Задания для выполнения -
1. С чем Винсент, согласно отрывку о семье Ван Гога, сравнил обед в доме доктора Гаше в Овере?
2. Воспроизведите без изменений фрагмент отрывка о семье Ван Гога: всё от «После ужина по» и ниже вплоть до «в сердцах детей.».
3. Перечислите всех людей, которые названы по имени или фамилии в отрывке о семье Ван Гога.

Текст документа -
##########
Ван Гог. Жизнь. Том 1. Том 2 - [11]

Шрифт
Интервал

Ели в общей комнате, там же, где проходила повседневная жизнь семьи. Еда, как и всё в жизни Анны, была строго регламентирована. Умеренное и регулярное питание считалось основой физического и морального здоровья. Однако, имея в распоряжении двух кухарок на маленькой кухне, Анна могла в угоду своим буржуазным амбициям побаловать семью и более изысканной трапезой, особенно по воскресеньям. Если обычный ужин являл собой ежевечернее приношение «культу семьи», то воскресный обед превращался в торжественную мессу. Скромная расточительность этих обедов из четырех-пяти перемен запомнилась детям на долгие годы: незадолго до смерти Винсент, рассказывая Тео об обеде в доме доктора Гаше в Овере, сравнивает его с «незабвенными семейными обедами». Винсент всю жизнь демонстрировал одержимость едой, а его спорадические попытки уморить себя голодом отражали непростые отношения с семьей.

После ужина по сложившейся традиции отец семейства Дорус, который, по словам Лис, был «изрядно сведущ в таких делах», рассказывал детям случаи из жизни славных предков, немало послуживших родине. Эти истории о прошлых доблестях утешали Анну в ее изоляции, помогали стоически исполнять миссию проводника культуры своего класса в сельской глуши. Анна и Дорус Ван Гог питали свойственную многим их современникам тоску по прошлому Нидерландов, по «золотому» XVII веку, когда прибрежные города-государства, эти могущественные властелины морей, кормили империю и наставляли западную цивилизацию в науках и искусствах. Благодаря таким вечерним посиделкам не только интерес к истории, но и неясная тоска по утраченному Эдему возникла в сердцах детей.
##########
Выдержка из листинга -

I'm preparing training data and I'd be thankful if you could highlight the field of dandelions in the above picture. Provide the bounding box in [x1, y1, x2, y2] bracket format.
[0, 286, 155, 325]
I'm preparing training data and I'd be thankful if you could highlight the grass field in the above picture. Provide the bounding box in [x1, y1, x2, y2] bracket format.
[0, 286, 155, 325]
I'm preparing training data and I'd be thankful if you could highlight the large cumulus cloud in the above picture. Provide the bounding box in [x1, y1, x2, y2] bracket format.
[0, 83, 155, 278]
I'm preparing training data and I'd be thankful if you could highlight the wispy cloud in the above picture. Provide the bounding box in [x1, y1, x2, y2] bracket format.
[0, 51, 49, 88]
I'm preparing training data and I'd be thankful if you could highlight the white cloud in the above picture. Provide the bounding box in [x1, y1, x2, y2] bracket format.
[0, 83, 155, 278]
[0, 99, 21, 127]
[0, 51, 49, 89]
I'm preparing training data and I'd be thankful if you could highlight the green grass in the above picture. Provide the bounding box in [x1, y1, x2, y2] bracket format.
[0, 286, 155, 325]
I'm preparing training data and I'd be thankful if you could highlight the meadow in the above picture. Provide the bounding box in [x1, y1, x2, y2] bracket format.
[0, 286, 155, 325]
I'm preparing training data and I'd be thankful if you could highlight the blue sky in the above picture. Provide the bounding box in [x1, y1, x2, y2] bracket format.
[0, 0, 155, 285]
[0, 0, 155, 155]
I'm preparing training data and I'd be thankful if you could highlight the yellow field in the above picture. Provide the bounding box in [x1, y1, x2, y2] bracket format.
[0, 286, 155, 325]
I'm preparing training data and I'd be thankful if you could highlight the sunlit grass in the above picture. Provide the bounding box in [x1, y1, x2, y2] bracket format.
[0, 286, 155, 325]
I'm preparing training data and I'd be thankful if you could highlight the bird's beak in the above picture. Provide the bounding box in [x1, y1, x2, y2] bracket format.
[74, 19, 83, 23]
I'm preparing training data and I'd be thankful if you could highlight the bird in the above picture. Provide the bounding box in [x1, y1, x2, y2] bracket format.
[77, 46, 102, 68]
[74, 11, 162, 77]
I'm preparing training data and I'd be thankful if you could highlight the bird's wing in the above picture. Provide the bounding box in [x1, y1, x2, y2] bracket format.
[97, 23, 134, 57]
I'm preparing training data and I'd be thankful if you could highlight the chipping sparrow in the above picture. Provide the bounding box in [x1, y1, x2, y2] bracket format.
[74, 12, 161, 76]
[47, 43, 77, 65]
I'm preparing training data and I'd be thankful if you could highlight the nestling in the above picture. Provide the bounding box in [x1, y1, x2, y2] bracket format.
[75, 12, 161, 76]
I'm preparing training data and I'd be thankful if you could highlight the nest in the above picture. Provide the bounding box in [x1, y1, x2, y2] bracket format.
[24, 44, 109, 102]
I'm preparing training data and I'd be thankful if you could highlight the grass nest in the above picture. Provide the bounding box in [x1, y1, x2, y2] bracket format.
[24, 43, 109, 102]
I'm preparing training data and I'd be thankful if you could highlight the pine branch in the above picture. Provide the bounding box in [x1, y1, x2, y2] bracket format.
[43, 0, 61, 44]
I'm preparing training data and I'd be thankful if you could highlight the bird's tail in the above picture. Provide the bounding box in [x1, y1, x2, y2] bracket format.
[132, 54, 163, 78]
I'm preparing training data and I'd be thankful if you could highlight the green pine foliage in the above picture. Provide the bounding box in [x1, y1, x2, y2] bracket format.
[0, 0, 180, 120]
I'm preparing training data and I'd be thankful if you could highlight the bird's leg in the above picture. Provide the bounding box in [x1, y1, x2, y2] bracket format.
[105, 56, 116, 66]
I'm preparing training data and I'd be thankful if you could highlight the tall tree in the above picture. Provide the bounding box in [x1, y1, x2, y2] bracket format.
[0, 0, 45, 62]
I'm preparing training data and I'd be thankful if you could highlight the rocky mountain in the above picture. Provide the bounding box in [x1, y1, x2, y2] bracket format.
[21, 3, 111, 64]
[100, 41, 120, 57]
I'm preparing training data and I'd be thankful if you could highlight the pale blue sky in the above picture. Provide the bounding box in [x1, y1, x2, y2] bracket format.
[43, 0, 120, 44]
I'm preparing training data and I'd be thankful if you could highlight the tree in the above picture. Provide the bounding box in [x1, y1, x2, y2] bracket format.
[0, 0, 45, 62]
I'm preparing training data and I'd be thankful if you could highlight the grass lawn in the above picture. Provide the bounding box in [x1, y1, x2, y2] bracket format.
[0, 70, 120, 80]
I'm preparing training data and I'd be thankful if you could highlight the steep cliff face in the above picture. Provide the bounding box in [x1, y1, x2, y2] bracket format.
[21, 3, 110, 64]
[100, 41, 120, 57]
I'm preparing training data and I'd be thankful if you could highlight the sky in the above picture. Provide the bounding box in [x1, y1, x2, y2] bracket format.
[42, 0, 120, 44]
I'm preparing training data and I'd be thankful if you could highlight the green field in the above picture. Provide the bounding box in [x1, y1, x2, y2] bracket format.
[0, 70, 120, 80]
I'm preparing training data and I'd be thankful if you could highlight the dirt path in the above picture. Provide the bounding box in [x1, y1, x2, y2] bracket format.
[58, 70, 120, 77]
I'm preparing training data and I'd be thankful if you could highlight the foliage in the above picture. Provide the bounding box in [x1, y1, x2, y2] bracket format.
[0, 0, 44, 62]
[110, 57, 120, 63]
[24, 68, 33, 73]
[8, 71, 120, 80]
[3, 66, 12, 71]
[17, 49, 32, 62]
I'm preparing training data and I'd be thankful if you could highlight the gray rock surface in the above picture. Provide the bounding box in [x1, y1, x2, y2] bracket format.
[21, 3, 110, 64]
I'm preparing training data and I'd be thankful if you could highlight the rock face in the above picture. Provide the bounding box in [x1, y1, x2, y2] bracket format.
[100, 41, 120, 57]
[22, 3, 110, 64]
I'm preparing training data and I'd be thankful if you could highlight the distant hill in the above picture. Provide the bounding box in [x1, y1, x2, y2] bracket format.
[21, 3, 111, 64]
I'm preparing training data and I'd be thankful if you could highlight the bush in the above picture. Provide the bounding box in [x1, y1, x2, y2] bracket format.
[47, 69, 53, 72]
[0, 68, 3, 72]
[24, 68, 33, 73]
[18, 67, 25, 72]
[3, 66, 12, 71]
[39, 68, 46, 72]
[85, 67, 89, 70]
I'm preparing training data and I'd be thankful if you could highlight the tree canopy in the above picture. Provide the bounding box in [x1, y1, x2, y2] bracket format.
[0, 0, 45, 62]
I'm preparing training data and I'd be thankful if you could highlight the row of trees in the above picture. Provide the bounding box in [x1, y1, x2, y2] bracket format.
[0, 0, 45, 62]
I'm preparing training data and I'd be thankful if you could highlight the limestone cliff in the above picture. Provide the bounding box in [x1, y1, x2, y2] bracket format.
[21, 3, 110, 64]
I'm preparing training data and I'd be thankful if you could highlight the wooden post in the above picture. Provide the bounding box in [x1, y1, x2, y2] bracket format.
##########
Итоговые ответы -
1. С «незабвенными семейными обедами».

2.
После ужина по сложившейся традиции отец семейства Дорус, который, по словам Лис, был «изрядно сведущ в таких делах», рассказывал детям случаи из жизни славных предков, немало послуживших родине. Эти истории о прошлых доблестях утешали Анну в ее изоляции, помогали стоически исполнять миссию проводника культуры своего класса в сельской глуши. Анна и Дорус Ван Гог питали свойственную многим их современникам тоску по прошлому Нидерландов, по «золотому» XVII веку, когда прибрежные города-государства, эти могущественные властелины морей, кормили империю и наставляли западную цивилизацию в науках и искусствах. Благодаря таким вечерним посиделкам не только интерес к истории, но и неясная тоска по утраченному Эдему возникла в сердцах детей.

3. Анна, Винсент, Тео, доктор Гаше, Дорус, Лис.